• Task to carry out: Output only the lines from the one holding "of the parked" to the end of the data below, please, copied exactly.

• Entries provided:
○ ○ ○ ○

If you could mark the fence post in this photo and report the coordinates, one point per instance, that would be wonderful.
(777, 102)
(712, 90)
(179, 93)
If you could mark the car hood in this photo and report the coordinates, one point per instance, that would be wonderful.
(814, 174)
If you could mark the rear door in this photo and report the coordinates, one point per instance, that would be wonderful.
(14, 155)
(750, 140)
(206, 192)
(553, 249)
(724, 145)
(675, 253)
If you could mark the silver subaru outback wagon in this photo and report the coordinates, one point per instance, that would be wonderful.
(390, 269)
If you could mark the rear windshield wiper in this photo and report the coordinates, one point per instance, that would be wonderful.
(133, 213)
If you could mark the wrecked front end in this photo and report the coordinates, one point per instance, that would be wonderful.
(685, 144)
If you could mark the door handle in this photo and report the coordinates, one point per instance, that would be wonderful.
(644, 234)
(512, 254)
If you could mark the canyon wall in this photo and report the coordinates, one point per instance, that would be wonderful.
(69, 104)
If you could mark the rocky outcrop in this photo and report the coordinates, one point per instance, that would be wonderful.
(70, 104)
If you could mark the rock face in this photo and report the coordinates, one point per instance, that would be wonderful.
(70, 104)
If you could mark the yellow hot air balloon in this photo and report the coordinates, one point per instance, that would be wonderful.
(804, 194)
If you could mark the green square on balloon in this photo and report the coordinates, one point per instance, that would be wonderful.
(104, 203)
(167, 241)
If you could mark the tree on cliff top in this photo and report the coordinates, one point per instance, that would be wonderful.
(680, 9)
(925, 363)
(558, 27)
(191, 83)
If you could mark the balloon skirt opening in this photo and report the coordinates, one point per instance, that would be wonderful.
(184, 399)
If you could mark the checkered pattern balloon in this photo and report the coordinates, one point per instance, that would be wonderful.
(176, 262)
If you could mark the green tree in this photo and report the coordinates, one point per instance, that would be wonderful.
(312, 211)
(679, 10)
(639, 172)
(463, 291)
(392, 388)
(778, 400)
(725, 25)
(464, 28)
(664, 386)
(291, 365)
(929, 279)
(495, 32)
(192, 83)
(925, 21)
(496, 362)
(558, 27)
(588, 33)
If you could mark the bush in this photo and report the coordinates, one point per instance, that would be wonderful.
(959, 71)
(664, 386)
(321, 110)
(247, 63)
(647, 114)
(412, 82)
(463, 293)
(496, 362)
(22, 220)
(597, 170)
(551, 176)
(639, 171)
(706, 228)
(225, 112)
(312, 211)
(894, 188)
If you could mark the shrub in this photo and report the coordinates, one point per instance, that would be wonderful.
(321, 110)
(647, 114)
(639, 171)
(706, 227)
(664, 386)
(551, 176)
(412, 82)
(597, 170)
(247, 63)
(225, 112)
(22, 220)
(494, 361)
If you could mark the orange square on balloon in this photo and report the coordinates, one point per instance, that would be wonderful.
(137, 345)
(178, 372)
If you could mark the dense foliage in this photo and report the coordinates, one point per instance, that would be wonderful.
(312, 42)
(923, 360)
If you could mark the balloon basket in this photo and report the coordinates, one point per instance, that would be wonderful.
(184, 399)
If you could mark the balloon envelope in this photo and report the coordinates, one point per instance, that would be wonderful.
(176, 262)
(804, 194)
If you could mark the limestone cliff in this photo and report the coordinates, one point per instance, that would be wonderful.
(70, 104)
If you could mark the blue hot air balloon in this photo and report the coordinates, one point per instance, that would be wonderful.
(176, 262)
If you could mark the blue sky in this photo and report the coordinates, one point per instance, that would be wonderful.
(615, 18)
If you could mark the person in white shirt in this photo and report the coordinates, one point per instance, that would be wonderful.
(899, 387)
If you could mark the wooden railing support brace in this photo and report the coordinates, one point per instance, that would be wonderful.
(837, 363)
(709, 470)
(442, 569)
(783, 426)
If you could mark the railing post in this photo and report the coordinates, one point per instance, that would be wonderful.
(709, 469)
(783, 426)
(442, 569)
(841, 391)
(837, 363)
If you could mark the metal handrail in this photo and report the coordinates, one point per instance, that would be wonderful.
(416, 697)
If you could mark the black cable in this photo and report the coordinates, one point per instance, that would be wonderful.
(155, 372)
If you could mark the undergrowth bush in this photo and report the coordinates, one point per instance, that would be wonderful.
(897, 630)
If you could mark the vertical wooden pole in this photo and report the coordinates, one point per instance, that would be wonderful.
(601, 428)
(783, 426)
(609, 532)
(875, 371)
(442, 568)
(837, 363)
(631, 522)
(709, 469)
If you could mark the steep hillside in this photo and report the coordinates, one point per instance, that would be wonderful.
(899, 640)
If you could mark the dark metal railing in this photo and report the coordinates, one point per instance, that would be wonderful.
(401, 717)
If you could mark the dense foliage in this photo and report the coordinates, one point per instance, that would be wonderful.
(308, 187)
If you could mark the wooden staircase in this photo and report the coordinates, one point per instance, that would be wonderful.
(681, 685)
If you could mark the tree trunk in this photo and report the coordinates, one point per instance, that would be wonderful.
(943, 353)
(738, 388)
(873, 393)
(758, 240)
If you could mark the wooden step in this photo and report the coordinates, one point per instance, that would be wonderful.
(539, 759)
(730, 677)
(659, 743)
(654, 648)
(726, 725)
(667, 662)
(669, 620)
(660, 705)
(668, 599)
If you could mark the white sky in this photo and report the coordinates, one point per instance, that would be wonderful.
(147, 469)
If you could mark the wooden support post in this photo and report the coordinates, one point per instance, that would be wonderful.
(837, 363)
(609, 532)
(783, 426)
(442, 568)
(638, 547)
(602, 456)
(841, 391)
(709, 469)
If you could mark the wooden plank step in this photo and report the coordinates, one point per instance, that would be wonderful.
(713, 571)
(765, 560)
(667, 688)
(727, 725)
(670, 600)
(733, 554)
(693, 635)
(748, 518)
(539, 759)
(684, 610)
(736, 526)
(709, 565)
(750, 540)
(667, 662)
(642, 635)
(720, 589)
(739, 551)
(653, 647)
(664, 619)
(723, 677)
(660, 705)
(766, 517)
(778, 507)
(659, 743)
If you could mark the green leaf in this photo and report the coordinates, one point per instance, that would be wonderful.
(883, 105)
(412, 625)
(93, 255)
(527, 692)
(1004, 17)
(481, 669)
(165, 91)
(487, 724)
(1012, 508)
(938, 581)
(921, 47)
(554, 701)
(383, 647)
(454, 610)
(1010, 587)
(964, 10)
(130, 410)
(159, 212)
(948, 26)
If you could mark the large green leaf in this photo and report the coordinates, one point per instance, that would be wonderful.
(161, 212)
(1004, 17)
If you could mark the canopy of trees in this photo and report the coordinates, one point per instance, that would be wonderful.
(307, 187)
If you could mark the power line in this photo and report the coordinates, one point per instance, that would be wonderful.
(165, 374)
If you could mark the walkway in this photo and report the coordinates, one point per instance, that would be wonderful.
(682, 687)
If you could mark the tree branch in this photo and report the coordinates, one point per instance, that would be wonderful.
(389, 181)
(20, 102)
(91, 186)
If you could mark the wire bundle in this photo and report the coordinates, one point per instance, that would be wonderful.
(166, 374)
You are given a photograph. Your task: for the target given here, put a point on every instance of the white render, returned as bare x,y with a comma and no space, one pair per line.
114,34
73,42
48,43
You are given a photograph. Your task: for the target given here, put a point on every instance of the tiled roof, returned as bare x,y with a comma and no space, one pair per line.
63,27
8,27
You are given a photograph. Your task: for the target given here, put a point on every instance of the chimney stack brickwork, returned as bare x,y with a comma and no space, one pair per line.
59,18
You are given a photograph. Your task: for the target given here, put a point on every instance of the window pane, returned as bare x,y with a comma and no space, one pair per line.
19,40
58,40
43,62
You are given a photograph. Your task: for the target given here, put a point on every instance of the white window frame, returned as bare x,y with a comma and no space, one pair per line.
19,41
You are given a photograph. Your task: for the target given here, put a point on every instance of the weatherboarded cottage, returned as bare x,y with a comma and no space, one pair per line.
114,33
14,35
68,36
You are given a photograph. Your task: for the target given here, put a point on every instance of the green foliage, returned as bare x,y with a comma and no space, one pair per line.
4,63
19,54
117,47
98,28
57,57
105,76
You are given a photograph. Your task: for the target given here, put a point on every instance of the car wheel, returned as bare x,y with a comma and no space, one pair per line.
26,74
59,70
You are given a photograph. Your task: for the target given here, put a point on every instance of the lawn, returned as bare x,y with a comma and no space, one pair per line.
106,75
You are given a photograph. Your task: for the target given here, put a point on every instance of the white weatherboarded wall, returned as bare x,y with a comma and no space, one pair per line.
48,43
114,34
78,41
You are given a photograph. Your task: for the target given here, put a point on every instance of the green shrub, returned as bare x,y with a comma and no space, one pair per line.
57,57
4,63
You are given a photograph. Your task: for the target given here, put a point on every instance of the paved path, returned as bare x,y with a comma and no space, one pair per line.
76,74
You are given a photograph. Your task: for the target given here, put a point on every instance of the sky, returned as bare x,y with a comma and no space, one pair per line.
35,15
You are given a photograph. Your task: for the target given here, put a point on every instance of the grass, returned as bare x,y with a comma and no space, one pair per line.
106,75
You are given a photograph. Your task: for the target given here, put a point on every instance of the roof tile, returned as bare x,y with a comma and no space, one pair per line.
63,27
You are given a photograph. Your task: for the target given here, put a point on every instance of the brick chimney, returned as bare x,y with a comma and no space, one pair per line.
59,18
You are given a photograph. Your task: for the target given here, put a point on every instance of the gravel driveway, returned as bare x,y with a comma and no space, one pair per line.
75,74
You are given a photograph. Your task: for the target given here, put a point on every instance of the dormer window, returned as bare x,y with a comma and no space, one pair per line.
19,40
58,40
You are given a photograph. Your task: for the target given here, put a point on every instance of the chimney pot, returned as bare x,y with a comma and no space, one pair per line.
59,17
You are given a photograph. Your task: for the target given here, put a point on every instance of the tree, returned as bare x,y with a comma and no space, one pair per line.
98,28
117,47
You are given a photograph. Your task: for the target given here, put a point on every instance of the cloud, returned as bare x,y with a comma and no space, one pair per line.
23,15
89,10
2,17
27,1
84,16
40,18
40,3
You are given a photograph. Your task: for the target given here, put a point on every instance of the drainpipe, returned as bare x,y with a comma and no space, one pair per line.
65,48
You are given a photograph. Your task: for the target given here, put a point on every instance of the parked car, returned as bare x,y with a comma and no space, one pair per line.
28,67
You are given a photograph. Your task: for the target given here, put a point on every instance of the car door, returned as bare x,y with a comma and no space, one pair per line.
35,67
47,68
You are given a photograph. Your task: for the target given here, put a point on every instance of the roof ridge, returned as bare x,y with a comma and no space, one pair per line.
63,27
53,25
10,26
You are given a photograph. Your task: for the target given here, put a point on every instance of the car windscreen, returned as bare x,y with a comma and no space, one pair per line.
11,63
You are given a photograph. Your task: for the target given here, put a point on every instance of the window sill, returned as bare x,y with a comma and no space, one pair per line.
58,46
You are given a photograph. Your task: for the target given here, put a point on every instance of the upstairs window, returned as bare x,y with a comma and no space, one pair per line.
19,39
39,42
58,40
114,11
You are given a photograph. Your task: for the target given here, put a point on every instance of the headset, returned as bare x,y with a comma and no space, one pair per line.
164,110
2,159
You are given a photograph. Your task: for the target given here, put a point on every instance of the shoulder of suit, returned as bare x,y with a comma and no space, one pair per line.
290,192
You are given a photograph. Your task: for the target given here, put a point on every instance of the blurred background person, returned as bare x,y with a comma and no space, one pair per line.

○ ○ ○ ○

• Answer:
You are given a photograph. Your task: for the target given here, put a point on every instance of the parked car, returned as bare x,y with a comma and no space, one pair per line.
28,67
You are given a photograph. Your task: for the target given here, put a point on every instance of the car door, returned as bare x,y with a comma and no space, one pair per line.
35,67
47,68
You are given a photograph. Your task: for the target given here, put a point on every instance of the roof ridge, returned as bare x,y with a comma and no space, one pair per line.
63,27
53,25
10,26
You are given a photograph. Your task: for the target given here, put a point on every instance of the car windscreen, returned as bare x,y with a comma and no space, one pair per line.
11,63
You are given a photograph. Your task: for the target given here, put a point on every instance of the window sill, returned as bare x,y with a comma and no space, one pair per line.
58,46
You are given a photograph. Your task: for the target given here, put a point on every instance of the upstairs window, returned as bare x,y with a comma and no space, one pair per line.
19,39
39,42
58,40
114,11
You are given a photograph. Your task: for the target given here, put a point on every instance of the headset, returned as bare x,y with a comma and no space, one pair per line.
164,110
2,159
You are given a photograph. Your task: for the target given here, put a point on every instance of the shoulder of suit, returned as bare x,y with a comma and no space, one pair per line.
290,192
You are given a photograph. Your task: for the target given here, put a point on every instance of the blurred background person, returned as bare x,y with a comma and no space, one pair per line.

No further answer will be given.